◆ What to do ◆
Print every entry exactly as written.

Point annotation records
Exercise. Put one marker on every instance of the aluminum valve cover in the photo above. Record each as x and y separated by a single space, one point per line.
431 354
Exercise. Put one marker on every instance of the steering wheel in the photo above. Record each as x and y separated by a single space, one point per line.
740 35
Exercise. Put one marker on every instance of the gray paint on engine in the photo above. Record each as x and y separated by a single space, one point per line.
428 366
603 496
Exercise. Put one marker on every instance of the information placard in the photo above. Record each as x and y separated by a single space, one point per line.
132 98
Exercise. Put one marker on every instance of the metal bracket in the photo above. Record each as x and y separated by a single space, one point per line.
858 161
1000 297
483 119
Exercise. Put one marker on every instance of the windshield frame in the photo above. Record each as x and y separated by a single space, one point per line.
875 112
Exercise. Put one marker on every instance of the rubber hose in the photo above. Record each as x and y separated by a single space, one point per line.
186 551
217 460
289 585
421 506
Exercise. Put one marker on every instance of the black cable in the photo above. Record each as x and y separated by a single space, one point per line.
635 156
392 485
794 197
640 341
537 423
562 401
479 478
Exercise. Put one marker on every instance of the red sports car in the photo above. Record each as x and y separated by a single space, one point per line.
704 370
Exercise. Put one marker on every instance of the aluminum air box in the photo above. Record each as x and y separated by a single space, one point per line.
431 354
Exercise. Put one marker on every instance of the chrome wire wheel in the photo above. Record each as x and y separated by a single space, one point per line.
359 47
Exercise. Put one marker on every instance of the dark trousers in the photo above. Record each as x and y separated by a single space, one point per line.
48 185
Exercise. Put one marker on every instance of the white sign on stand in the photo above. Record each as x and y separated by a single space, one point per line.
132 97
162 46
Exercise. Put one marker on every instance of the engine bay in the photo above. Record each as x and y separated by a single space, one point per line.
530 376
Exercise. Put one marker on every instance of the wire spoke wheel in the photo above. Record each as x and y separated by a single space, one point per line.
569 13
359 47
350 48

◆ Response to the exercise ◆
Exercise. Put one marker on every instance of the aluminum valve cover in the photo above. Record each as x and y separated by a single space, one point per line.
431 354
Exercise. Put one marker on every instance of the steering wheel in the photo above. Record each as x and y separated by a single space, one point per line.
740 35
Exercise. Put one marker on every instance of the gray paint on engine in the photo above. Record each as x and y separated by a single space, one point per line.
428 366
603 496
Exercise. Put one marker on every instance of the information placard in the photo above. Record each as x and y separated by a single space, one point per line.
132 98
Exercise. Put one marker on every instance of the metal bracket in the photo above. Record each as x and y separated by a single space, one point per line.
858 161
1000 297
483 119
Exercise. Put one marker on every instance of the windshield frame in the photo above. Record each as x and y separated by a single space, one point per line.
875 112
Exercise. Put one marker on every instance of the rubber hose in the photo above. Record each as x and y separated by a single space, one point per line.
186 551
217 460
289 585
421 506
Exercise. Put one marker on every instance of the black cable in the photo above. Record each as x and y separated by a single space, one point per line.
635 156
392 485
794 197
640 341
537 423
562 401
479 478
Exercise. Put one marker on every instance of the red sports car in the photo above. Record each as x and y separated by a single space, one point per line.
704 370
Exercise. Put one marker on every instance of the aluminum air box in the photo above. Record each as x and y separated by a single space, one point per line.
431 354
Exercise. Put one marker on every instance of the chrome wire wheel in the photo above. Record each as x and y separated by a single space, one point per line.
359 47
Exercise. Put one marker on every instance of the dark trousers in the photo above. Record each as x and y separated by a single space, one point per line.
48 185
Exercise. Put one marker on every instance of the white sign on stand in the photo above. Record each as x and y separated by a single space, one point per line.
132 97
162 46
Exercise. Put one marker on every instance of the engine bay in the photo above. Record each as x and y separated by a single space, one point per line.
530 376
Exercise. Put one marker on every instance of the wire spoke wheel in the photo above. Record each as x and y separated by a single space, one point per line.
569 13
359 47
350 48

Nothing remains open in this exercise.